--- Dataset records ---

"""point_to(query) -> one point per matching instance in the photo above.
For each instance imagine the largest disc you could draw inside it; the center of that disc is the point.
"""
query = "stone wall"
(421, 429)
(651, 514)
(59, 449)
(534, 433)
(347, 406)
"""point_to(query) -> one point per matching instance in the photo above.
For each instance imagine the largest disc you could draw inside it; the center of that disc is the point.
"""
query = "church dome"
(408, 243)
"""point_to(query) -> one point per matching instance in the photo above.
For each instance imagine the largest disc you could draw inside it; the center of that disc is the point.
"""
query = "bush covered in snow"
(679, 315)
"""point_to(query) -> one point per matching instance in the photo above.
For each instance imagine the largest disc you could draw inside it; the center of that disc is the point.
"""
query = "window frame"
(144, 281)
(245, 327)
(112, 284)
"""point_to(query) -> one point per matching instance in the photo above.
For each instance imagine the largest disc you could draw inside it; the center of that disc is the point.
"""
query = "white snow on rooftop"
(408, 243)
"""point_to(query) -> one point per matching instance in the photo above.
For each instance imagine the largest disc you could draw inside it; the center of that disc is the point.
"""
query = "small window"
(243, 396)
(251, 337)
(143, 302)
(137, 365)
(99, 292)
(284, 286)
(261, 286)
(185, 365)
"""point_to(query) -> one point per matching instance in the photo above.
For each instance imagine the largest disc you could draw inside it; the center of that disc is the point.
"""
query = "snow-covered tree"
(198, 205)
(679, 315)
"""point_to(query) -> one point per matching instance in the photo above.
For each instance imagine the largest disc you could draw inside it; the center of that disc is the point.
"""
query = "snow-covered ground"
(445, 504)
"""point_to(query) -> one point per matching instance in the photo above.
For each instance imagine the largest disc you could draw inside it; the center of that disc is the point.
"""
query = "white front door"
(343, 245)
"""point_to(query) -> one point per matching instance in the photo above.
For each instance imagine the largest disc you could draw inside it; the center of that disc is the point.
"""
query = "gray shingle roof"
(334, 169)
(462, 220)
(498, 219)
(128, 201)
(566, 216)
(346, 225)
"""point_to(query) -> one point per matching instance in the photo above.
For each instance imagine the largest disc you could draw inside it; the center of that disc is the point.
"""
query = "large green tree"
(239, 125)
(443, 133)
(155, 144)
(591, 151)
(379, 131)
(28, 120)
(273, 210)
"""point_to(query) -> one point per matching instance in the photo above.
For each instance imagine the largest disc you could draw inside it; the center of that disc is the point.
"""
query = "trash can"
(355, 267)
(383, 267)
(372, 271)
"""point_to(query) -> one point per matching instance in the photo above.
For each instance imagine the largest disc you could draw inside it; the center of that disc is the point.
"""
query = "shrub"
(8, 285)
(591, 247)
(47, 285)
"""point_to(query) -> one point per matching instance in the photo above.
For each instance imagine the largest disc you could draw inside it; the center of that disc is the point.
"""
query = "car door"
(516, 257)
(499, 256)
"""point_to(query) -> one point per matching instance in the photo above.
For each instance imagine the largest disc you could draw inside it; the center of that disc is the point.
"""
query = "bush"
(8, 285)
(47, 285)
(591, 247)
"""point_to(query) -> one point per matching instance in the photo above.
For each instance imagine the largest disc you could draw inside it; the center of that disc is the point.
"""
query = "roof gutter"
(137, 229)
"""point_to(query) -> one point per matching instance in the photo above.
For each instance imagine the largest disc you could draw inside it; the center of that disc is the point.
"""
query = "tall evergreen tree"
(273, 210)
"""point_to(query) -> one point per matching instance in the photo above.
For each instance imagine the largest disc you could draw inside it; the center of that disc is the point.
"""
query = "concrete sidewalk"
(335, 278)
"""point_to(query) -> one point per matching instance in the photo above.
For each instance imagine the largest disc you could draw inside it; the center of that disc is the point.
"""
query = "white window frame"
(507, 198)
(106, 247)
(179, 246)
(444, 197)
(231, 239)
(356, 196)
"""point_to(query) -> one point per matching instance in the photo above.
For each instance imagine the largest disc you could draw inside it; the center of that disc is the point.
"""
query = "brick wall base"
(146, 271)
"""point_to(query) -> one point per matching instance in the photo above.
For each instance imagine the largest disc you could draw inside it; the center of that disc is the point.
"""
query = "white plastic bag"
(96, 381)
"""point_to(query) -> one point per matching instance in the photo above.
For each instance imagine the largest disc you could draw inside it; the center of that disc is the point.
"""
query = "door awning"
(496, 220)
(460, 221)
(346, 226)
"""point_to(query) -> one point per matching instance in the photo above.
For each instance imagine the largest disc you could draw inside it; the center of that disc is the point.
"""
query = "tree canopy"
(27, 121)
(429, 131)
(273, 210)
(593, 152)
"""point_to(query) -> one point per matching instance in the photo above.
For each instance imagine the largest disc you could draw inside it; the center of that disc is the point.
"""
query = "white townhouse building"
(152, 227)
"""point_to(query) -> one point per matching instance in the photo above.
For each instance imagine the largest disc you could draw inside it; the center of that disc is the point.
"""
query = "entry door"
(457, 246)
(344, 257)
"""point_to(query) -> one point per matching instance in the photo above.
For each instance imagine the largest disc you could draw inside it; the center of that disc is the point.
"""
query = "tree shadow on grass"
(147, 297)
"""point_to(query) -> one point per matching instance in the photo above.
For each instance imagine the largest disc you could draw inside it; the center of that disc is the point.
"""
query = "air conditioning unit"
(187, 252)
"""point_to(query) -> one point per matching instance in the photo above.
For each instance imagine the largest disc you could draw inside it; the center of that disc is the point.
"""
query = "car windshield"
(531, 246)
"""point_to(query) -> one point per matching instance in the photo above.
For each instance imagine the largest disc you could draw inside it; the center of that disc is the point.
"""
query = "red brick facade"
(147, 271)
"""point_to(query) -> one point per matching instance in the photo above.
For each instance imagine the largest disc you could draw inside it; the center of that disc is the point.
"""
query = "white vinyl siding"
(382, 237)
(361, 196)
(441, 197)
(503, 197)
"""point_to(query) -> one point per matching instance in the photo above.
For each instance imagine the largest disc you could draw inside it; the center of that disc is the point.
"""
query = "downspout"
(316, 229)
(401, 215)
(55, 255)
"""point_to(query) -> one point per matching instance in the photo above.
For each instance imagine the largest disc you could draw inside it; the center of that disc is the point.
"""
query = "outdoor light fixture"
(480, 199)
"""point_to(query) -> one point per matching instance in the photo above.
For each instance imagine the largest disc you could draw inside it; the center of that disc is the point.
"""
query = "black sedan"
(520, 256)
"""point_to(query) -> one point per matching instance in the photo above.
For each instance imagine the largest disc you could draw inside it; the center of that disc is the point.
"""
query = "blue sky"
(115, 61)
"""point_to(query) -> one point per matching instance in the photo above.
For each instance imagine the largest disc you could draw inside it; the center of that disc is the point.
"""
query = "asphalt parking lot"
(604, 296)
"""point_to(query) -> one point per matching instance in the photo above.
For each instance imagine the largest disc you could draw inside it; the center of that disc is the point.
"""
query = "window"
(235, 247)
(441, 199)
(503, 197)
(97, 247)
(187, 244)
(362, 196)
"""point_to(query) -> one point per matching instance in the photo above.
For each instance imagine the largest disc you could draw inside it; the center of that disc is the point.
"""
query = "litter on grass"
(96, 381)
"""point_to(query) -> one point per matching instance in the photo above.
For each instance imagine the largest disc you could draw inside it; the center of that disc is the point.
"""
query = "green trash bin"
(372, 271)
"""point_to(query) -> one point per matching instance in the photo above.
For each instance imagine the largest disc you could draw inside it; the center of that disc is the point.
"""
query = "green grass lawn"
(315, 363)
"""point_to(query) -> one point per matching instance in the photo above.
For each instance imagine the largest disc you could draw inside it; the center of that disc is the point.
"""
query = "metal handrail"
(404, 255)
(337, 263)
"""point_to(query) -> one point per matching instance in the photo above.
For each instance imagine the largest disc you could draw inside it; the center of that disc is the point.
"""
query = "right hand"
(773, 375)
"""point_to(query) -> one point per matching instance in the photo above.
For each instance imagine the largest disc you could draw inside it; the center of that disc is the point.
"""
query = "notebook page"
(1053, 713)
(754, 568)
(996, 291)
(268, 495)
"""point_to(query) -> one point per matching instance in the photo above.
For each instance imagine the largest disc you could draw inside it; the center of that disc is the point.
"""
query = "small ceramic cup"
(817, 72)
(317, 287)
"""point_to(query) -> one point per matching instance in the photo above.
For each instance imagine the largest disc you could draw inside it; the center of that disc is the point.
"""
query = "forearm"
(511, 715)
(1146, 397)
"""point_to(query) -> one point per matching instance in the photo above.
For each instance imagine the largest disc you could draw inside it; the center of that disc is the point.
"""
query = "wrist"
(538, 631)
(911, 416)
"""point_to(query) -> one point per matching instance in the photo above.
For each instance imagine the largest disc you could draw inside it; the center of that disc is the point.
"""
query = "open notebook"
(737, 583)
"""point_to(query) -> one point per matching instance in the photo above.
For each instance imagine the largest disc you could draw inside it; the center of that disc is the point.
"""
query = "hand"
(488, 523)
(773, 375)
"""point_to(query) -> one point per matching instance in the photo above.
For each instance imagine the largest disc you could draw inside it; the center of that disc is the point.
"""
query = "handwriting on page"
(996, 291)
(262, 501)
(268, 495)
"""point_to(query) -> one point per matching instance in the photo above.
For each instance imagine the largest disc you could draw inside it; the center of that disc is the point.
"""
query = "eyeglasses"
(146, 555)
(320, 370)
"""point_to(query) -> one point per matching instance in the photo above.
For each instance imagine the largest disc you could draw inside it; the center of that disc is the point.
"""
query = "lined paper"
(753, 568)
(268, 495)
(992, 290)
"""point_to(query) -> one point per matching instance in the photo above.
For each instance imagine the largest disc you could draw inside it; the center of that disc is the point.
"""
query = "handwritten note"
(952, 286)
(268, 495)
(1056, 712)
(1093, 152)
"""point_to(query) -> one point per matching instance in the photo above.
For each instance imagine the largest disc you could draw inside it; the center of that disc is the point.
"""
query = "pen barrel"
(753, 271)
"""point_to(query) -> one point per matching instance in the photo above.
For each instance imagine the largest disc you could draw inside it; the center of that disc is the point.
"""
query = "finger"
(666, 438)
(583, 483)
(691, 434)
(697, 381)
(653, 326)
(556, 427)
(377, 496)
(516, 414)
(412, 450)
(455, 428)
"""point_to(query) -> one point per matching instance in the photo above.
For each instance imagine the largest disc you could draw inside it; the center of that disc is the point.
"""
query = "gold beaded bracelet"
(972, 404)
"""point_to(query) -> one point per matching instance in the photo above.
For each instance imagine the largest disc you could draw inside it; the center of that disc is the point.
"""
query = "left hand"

---

Count the lines of the material above that contain the string "small". Reply with the number alone.

2